[START Source]
Pure Cinema: New Films by Celan, Zonca and Jarmusch

Pure Cinema: New Films by Celan, Zonca and Jarmusch

Pure Cinema: New Films by Celan, Zonca and Jarmusch

Nuri Bilge Ceylan’s Three Monkeys, Erick Zonca’s Julia, Jim Jarmusch’s The Limits of Control.

Facebook
Twitter
Email
Flipboard
Pocket

ZEITGEIST FILMSHatice Aslan and Yavuz Bingöl in Three Monkeys

It’s not that I’m indifferent to the new Star Trek movie–I’m so keyed up about it, I can scarcely type, what with my fingers locked in a Vulcan salute–but as the deadline for this article approaches, Paramount has not yet invited me to a screening, so I can’t tell you on which notch the picture’s been set: stun, kill or fizz. What to do? I suppose I’ll have to report that the most exciting new film I’ve actually seen is a hand-crafted, microbudget production featuring four no-name actors speaking Turkish.

Although the doom of the art house lies upon it, this adventuresome film is presented in CinemaScope format, deploys special effects throughout (that is, postproduction adjustments to the photography) and draws you into many strange and mind-altering spaces–so it’s not entirely unlike a science-fiction blockbuster.

There’s even a thematic link to Star Trek, which (according to the trailer) has something to do with a young man’s sense of responsibility toward his father. So, too, does Nuri Bilge Ceylan’s Three Monkeys–although here the comparisons end. The crosscurrents of debts and evasions, guilty secrets and frustrated desires are so dense among all of Ceylan’s characters that they seem to generate an atmosphere of their own: an envelope of heavy clouds shot through with electrical discharges, hanging over an alien world where we all happen to live.

Call it Istanbul. On the outskirts, overlooking the railroad tracks and a sea busy with freighters, stands the stalk of an isolated old apartment building, about five stories tall and one room deep. Here, edging past one another, live a handsome middle-aged woman named Hacer (Hatice Aslan), her layabout late-adolescent son, Ismail (Ahmet Rifat Sungar), and her thick-bodied, gravely mustached husband, Eyüp (Yavuz Bingöl), who works as a driver for a political figure. The family can go up to the roof to watch storms gather or maybe contemplate jumping. They can eat lunch at a table jammed against the window and ignore the framed view of the sea, which resembles a picture postcard of a place they won’t visit, though they’re already there. They can spy on one another. (It can’t be avoided.) And they can experience the change in atmosphere, inside and out, when the husband is subtracted from this place and then returns, almost a year later, having made a sacrifice for Hacer and Ismail–or perhaps having made a sacrifice of them.

Eyüp has accepted a bargain that was offered, or demanded, by his boss Servet (Ercan Kesal), who at the start of Three Monkeys has killed a man in a hit-and-run accident and thinks that with the elections coming up, it’s not an auspicious moment to turn himself in. If Eyüp will take the blame for him, Servet will continue to pay his salary and then will provide a large cash bonus upon his release from jail. An outrageous proposition, semi-feudal in tone, made by a man who has the head of Mussolini and the bluster to match; and Eyüp, who’s been roused from his bed before dawn, scarcely hesitates before nodding his creased and weary face.
[END Source]
[START Dataset excerpt]
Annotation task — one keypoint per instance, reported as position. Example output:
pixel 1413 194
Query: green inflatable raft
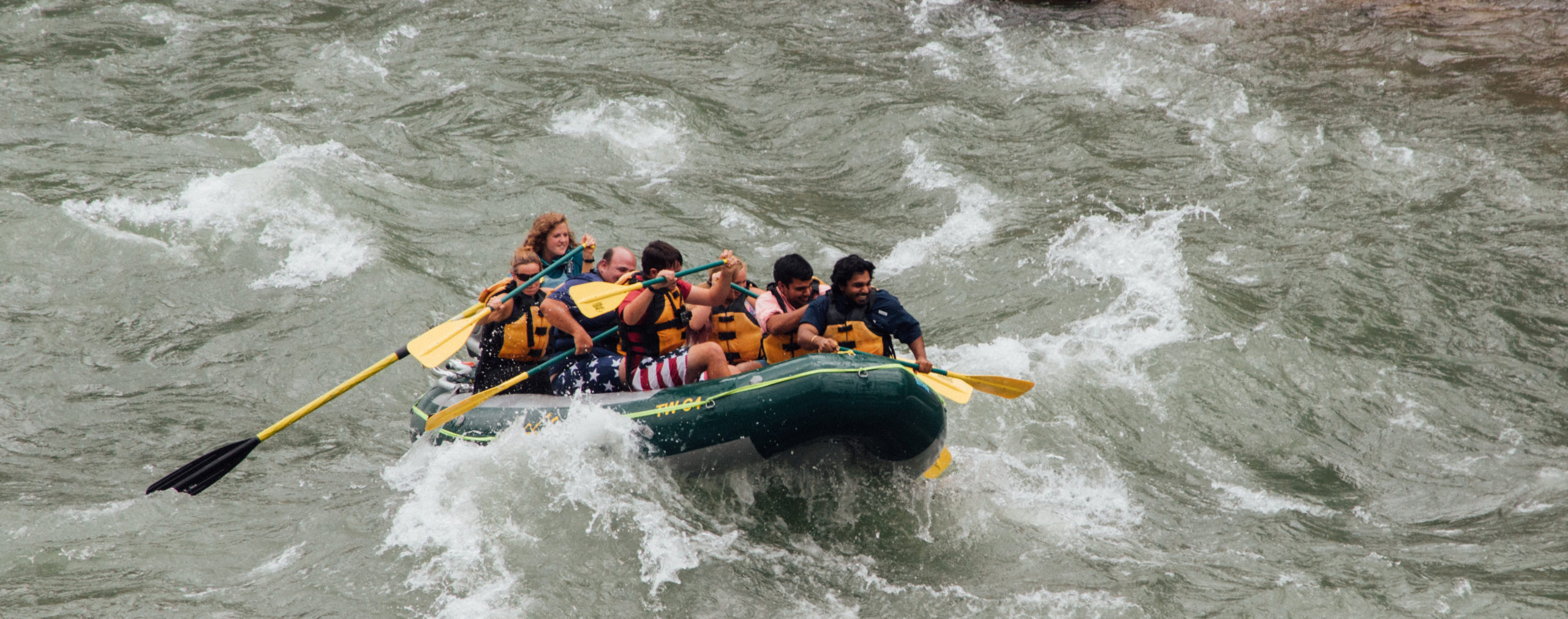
pixel 804 409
[END Dataset excerpt]
**To be done**
Using the film review, answer:
(a) In what format is Three Monkeys presented?
(b) Which actor plays Ismail?
(c) What has Servet done at the start of Three Monkeys?

**Answer below**
(a) CinemaScope
(b) Ahmet Rifat Sungar
(c) He has killed a man in a hit-and-run accident.